- **To do**
Starting at the line that contains "Could you point out the ice texture", transcribe every remaining line of the entries exactly, including the last one.

[Lines of data]

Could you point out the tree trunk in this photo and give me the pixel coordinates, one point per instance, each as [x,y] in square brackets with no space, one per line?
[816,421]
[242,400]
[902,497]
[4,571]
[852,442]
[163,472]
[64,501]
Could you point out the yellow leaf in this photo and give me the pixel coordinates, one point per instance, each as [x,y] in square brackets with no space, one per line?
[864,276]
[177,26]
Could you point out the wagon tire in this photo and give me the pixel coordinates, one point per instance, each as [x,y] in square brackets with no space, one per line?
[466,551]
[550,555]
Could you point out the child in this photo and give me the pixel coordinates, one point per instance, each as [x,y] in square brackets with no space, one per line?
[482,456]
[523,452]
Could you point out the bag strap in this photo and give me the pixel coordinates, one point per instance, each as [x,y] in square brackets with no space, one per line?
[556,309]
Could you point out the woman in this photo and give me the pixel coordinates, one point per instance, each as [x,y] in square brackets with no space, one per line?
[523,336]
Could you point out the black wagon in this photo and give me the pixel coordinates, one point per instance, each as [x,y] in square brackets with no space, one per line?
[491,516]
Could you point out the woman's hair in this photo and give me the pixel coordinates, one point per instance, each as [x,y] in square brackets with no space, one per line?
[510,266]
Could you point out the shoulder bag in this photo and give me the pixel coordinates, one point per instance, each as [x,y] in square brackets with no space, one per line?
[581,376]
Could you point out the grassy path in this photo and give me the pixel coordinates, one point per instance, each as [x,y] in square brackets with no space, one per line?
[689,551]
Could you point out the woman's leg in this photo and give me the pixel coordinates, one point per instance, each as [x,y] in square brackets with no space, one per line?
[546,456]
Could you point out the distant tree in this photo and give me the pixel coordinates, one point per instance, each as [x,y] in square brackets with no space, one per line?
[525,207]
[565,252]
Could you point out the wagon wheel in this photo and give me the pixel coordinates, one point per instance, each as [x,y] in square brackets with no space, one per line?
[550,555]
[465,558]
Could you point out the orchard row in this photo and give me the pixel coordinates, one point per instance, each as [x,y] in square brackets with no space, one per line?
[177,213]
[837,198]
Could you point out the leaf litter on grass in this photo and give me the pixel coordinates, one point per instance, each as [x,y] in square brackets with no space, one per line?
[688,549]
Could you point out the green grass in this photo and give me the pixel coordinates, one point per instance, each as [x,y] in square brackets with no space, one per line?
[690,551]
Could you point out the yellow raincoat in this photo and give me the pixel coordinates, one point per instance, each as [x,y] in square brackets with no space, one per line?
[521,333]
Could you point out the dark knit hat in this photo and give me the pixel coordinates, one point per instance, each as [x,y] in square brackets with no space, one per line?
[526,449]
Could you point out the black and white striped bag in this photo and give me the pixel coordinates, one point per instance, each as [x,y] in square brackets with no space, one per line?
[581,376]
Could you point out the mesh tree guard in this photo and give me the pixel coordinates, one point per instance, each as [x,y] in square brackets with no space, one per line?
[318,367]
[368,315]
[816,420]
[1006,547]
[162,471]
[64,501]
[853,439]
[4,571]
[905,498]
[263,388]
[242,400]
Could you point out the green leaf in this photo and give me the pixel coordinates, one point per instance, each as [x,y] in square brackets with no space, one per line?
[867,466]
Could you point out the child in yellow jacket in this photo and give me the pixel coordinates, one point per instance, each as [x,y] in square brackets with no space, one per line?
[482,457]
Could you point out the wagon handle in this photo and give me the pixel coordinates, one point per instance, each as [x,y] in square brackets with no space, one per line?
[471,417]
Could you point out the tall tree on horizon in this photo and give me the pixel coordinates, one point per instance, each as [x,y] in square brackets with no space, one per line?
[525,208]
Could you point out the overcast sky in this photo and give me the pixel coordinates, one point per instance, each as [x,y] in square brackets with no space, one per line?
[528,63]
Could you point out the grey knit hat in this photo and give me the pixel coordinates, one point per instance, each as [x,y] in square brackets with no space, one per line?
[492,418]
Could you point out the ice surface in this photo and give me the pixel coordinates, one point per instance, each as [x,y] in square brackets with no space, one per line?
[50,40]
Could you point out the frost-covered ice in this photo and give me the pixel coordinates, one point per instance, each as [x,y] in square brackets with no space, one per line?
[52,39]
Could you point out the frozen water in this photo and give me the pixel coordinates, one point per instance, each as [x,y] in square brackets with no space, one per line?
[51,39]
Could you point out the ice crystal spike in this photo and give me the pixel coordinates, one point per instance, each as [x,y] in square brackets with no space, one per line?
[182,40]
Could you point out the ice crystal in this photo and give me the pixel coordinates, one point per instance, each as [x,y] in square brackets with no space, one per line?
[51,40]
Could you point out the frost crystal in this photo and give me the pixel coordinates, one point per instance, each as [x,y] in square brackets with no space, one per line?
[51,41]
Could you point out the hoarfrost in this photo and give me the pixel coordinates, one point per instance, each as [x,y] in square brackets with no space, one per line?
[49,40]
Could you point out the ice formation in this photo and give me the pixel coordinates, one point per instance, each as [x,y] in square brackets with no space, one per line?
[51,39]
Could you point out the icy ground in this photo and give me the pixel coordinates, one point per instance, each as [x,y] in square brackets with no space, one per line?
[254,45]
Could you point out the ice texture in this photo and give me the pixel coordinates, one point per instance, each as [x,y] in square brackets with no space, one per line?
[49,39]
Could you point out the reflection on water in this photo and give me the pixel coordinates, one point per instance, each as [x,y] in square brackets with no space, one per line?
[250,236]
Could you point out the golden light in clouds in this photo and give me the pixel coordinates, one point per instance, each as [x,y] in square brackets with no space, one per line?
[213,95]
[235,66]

- **Response**
Could you point out the ice texture in this photo and give me the pixel coordinates, one point per instance, each as [x,y] in square brackets with no space, one per line?
[49,39]
Could you point out the reflection on water in this photo and give me the pixel coordinates, one point per instance, each as [x,y] in square brackets with no space, one per line?
[250,236]
Could you point out the golden light in clouds in this photo and give me the pixel coordinates, one point per instance, each as [x,y] in square brackets with no space, one per line?
[213,95]
[235,66]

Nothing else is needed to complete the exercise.